About this task – Give back one number only: how many lines in the material below contain "brown".
===== Material provided =====
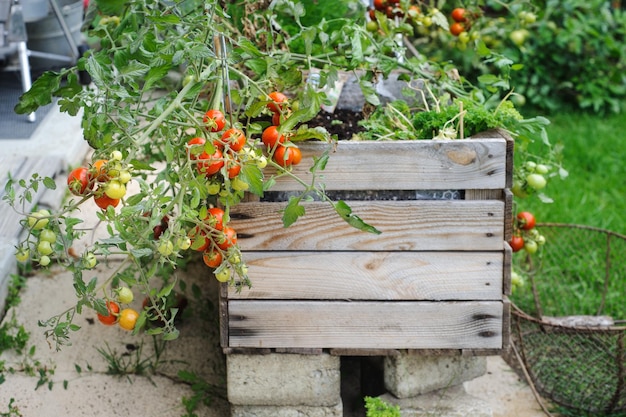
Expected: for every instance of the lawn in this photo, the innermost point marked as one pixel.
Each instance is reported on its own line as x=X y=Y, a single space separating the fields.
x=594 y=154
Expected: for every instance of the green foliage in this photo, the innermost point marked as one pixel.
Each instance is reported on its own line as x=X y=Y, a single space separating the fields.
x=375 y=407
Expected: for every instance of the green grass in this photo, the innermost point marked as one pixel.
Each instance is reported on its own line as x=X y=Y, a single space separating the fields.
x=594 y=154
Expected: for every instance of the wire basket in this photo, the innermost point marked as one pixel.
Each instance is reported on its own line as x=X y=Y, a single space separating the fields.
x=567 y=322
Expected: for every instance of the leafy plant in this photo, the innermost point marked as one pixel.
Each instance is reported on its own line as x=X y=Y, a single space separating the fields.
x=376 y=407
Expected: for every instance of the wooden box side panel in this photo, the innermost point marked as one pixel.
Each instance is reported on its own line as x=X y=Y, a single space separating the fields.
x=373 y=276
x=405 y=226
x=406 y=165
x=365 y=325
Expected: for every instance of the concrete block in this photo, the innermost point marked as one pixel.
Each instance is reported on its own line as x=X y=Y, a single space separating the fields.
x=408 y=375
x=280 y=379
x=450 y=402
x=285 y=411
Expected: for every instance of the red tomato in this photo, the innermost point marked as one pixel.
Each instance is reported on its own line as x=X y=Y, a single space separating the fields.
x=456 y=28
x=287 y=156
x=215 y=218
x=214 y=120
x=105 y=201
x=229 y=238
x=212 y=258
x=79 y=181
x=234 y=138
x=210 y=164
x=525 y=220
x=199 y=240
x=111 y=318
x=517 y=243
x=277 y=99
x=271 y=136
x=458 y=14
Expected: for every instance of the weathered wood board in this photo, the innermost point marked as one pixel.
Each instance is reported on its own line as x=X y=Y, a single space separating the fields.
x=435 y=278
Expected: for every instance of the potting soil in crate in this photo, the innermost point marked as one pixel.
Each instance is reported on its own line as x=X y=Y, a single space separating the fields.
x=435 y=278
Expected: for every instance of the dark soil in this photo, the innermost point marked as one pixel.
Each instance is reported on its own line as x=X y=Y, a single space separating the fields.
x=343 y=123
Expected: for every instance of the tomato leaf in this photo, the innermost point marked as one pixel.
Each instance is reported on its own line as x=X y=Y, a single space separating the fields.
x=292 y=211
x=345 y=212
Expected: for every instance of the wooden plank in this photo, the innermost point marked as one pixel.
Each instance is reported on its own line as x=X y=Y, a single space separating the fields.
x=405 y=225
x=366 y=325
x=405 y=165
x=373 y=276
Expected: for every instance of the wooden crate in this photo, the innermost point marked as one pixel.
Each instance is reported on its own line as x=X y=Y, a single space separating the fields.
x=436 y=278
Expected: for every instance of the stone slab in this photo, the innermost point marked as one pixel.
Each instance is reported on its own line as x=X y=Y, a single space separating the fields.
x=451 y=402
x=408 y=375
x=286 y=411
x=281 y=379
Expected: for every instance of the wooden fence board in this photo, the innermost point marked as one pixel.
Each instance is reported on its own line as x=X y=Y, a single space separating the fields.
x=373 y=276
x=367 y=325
=====
===== Material provided =====
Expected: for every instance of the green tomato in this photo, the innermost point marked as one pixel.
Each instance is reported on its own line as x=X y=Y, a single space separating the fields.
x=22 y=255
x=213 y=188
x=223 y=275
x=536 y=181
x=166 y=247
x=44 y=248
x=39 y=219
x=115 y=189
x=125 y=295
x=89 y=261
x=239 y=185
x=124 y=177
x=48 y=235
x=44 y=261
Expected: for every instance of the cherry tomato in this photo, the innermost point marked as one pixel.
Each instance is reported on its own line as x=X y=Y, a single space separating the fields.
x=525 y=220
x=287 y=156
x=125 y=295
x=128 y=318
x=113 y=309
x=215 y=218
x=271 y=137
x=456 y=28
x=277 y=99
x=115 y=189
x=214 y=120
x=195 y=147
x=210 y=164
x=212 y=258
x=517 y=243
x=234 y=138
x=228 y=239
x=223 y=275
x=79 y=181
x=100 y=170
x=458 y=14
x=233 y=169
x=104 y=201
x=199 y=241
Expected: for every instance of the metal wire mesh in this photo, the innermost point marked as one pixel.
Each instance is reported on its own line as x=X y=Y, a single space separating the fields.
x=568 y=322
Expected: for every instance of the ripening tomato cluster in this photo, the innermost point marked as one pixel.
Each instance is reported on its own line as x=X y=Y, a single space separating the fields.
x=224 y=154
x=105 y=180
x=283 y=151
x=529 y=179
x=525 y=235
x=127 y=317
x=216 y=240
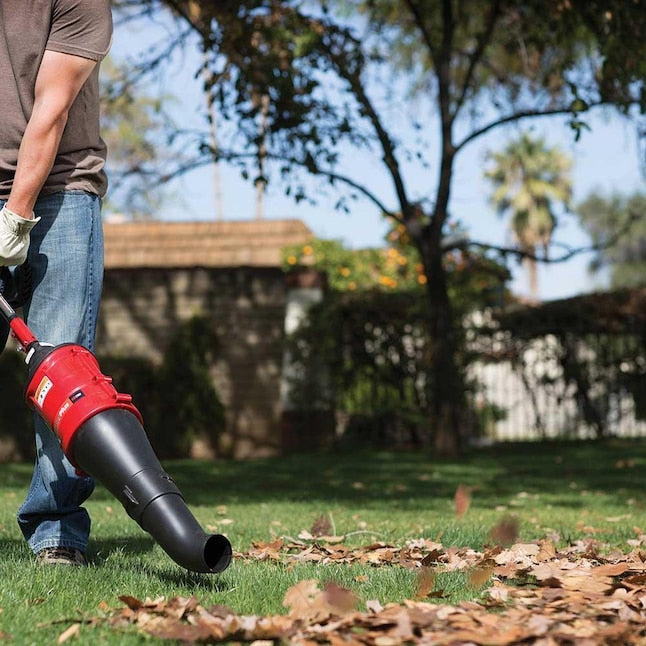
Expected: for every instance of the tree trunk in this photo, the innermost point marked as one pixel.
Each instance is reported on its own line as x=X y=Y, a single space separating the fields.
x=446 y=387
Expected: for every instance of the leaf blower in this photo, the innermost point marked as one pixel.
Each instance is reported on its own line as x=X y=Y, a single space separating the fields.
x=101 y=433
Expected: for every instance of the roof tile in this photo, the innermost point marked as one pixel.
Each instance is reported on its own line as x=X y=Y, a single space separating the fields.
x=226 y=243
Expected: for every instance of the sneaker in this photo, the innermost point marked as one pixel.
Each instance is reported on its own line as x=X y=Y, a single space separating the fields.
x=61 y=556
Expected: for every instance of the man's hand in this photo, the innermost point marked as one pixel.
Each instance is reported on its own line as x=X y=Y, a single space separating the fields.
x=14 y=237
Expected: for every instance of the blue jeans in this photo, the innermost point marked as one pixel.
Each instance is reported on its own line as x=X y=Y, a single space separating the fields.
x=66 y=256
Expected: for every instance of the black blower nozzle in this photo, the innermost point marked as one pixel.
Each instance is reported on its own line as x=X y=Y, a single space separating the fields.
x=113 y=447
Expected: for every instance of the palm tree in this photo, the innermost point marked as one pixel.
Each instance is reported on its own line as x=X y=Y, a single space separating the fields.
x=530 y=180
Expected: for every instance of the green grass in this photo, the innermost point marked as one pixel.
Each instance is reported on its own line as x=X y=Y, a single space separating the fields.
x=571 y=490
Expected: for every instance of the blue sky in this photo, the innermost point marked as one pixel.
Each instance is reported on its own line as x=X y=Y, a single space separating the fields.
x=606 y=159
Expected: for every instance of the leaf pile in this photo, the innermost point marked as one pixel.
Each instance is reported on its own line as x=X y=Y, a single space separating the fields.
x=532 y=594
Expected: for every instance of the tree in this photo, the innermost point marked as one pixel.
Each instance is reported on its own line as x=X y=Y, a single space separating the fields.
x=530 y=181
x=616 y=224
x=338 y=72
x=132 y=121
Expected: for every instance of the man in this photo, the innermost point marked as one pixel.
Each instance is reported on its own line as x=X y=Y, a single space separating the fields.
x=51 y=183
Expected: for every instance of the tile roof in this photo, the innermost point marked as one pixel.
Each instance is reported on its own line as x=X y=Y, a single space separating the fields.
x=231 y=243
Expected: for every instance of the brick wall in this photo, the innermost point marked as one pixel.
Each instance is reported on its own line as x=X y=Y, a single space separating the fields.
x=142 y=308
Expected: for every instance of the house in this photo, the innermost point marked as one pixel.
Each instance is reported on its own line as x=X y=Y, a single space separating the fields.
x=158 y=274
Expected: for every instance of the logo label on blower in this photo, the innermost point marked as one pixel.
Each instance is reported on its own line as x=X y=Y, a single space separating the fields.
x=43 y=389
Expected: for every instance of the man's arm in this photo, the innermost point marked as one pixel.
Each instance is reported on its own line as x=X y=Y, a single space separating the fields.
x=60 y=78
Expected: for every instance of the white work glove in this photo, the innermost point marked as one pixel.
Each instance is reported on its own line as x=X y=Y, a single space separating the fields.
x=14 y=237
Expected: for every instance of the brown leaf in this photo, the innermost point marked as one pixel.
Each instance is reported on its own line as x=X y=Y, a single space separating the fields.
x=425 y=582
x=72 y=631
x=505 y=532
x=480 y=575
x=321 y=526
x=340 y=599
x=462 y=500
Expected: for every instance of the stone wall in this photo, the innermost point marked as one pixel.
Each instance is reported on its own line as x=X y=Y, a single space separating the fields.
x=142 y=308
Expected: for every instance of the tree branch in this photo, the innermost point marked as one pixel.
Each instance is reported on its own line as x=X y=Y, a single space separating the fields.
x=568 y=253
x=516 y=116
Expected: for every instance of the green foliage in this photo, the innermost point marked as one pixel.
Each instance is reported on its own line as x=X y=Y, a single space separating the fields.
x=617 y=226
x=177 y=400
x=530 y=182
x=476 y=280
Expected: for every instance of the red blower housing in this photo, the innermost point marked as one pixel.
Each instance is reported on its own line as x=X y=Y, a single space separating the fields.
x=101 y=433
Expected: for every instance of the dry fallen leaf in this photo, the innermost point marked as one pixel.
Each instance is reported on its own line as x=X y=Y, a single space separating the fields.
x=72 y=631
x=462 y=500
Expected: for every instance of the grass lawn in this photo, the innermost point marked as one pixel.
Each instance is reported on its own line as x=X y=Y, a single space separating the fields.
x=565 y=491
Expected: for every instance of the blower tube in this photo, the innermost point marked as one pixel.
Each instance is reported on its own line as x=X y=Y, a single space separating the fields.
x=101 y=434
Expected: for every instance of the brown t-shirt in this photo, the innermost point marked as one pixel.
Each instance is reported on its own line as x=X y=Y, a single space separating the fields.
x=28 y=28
=====
Response to this task – 2